Markin flipped out when he found out that Kerouac had grown
up in Lowell a working class town very much like North Adamsville and that he
had broken out of the mold that had been set for him and gave the world some
grand literature and something to spark the imagination of guys down at the
base of society like his crowd with little chance of grabbing the brass ring.
So Markin force-marched the crowd to read the book, especially putting pressure
on my brother who was his closest friend then. Alex read it, read it several
times and left the dog- eared copy around which I picked up one day when I was
having one of my high school summertime blues. So it was through Markin via Alex
that I got the Kerouac bug. And now on the 60th anniversary I am
passing on the bug to you.

━━━

What you need to do: Repeat word for word the stretch of the Kerouac passage from "Markin flipped out" through "the brass ring.".

━━━

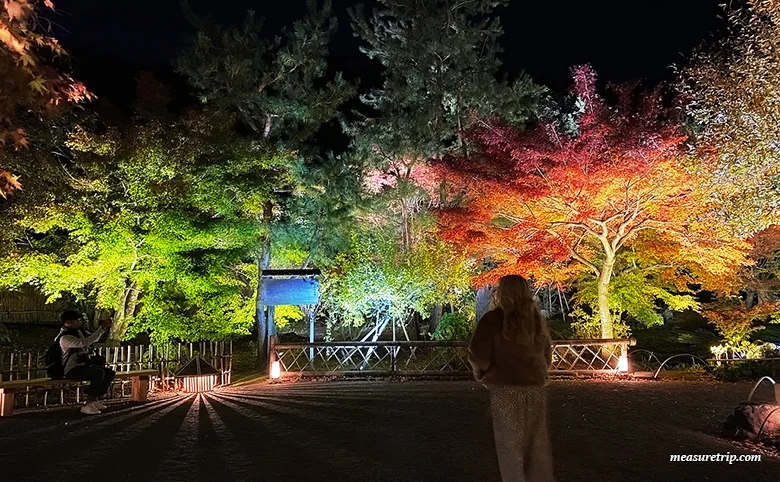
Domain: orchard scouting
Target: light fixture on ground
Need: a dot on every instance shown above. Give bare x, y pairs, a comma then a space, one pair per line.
276, 370
623, 363
198, 376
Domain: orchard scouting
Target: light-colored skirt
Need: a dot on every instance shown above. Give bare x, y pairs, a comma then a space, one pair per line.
520, 430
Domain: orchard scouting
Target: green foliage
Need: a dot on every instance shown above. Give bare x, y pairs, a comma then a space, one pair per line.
155, 228
278, 88
453, 327
376, 281
441, 64
636, 288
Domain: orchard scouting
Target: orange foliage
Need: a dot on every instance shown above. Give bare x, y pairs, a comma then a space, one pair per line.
553, 206
28, 81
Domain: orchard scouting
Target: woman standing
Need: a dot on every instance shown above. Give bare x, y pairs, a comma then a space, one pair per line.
510, 353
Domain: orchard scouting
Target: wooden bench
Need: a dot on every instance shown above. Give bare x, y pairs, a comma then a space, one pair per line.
138, 378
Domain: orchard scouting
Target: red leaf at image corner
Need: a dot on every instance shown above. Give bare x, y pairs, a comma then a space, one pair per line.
14, 9
8, 183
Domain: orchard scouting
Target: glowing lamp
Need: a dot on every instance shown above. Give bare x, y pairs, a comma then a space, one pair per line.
198, 376
623, 363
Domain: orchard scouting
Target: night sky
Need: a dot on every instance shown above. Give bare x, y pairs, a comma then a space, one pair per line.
111, 41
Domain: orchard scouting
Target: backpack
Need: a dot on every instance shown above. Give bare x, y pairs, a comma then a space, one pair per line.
53, 361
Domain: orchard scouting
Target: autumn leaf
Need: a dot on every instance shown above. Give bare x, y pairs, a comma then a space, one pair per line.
14, 9
562, 207
38, 85
8, 183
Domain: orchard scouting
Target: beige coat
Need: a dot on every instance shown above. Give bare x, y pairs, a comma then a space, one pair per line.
497, 361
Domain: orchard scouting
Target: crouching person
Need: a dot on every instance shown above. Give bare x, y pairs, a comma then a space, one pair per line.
79, 365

━━━

Result for this task:
Markin flipped out when he found out that Kerouac had grown
up in Lowell a working class town very much like North Adamsville and that he
had broken out of the mold that had been set for him and gave the world some
grand literature and something to spark the imagination of guys down at the
base of society like his crowd with little chance of grabbing the brass ring.